• _What to do_:
Show every line from the data below that includes "jacket".

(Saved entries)
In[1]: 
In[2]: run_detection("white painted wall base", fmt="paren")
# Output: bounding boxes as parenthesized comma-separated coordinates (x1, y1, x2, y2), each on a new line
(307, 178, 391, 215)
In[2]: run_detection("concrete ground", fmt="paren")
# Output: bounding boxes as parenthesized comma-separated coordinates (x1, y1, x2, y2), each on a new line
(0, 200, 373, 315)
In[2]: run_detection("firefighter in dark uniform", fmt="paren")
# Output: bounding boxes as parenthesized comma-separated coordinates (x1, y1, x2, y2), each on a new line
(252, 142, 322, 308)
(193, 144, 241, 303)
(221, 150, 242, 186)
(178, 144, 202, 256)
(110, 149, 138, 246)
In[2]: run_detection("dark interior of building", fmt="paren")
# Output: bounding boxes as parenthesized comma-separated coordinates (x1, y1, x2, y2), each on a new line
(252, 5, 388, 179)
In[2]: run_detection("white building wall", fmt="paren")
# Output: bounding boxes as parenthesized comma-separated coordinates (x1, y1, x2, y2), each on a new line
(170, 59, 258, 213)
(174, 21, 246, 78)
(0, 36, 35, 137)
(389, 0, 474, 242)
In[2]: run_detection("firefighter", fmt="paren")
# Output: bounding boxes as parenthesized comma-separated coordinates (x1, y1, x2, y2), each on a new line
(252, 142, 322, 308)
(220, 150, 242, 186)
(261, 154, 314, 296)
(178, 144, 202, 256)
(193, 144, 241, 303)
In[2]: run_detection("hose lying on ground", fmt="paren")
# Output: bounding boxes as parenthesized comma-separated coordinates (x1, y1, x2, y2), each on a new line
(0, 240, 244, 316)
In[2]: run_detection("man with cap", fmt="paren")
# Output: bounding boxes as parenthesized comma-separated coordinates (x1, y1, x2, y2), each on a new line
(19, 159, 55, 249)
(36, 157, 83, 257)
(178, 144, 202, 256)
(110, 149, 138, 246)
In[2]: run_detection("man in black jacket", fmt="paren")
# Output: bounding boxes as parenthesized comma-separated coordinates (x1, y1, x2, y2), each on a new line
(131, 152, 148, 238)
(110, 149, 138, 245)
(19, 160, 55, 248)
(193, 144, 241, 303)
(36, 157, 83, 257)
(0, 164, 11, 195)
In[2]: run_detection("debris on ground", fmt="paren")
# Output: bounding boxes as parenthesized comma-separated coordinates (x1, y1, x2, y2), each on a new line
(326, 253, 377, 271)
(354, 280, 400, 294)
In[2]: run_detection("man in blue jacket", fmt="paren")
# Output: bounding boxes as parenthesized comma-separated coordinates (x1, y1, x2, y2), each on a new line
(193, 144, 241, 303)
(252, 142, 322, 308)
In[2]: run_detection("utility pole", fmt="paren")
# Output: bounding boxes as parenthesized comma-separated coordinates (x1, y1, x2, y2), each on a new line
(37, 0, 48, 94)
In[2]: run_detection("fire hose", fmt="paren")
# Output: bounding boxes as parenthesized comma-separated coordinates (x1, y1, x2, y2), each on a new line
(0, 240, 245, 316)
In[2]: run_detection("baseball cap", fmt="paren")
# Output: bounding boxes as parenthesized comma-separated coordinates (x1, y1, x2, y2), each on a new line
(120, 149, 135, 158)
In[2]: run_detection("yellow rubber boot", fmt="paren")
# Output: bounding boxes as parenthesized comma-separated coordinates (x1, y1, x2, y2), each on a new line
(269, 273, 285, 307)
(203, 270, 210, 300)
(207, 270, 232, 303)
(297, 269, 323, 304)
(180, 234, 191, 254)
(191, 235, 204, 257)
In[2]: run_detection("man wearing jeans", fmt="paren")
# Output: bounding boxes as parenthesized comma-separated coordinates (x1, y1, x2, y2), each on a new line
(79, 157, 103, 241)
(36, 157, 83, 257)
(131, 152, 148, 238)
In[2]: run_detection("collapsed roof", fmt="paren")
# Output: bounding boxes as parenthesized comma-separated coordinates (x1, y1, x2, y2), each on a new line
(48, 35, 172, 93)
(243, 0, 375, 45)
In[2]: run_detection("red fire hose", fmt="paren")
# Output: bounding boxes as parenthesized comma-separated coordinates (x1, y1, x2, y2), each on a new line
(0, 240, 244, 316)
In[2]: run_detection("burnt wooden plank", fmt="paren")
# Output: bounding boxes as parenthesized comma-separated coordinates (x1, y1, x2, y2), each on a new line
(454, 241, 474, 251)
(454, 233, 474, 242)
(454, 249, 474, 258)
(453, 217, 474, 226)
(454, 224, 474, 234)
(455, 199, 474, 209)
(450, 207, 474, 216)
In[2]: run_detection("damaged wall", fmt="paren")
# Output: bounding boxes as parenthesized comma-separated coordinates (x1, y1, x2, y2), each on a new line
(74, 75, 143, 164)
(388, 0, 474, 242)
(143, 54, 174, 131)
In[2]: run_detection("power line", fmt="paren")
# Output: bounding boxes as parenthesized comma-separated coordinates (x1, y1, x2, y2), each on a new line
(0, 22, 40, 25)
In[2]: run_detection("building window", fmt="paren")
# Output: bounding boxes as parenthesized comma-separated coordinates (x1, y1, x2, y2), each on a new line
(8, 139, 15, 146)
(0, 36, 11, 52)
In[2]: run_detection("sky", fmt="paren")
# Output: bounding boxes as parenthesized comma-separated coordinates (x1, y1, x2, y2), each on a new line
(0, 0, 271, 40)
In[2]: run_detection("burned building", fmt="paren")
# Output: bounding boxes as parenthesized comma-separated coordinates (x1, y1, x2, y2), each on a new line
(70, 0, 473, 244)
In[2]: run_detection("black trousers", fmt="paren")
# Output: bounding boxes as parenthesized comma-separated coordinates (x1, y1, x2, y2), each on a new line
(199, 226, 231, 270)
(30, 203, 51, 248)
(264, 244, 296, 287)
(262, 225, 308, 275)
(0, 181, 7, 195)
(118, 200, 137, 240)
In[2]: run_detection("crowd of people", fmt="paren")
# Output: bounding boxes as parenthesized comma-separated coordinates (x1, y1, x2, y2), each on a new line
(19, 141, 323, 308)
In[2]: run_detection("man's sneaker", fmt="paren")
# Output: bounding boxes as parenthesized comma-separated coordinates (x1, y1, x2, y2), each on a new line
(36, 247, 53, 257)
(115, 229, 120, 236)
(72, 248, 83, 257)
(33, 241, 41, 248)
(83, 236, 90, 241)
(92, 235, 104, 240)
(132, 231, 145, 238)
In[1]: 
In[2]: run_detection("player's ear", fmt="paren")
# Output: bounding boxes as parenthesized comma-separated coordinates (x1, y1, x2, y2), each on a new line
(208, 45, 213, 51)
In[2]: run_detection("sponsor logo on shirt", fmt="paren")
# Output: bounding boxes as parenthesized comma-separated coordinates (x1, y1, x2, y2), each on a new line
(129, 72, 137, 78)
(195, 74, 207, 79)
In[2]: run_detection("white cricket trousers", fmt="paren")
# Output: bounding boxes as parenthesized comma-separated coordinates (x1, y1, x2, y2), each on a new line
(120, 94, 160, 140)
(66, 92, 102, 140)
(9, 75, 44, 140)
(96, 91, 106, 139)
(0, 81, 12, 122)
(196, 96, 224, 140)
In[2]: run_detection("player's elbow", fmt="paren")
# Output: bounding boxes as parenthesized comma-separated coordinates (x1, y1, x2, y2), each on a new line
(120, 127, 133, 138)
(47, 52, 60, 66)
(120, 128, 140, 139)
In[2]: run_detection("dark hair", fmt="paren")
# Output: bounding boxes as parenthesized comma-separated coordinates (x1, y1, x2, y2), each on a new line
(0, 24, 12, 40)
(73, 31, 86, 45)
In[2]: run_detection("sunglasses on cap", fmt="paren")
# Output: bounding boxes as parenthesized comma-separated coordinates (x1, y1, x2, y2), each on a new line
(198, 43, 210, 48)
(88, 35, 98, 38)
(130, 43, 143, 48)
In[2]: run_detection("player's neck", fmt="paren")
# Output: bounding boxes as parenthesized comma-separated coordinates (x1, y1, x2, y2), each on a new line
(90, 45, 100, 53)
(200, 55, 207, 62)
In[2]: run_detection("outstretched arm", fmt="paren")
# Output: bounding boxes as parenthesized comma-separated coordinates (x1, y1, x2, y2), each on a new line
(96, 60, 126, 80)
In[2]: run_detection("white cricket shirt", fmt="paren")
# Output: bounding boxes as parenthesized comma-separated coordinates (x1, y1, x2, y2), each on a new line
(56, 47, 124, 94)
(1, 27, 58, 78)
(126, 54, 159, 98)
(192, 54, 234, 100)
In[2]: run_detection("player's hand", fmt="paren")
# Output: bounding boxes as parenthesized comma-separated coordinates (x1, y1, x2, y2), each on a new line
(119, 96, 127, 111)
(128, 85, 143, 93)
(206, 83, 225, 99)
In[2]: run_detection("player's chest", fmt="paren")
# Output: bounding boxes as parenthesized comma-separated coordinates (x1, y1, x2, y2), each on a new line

• _Task response_:
In[2]: run_detection("man in black jacket", fmt="paren")
In[2]: run_detection("man in blue jacket", fmt="paren")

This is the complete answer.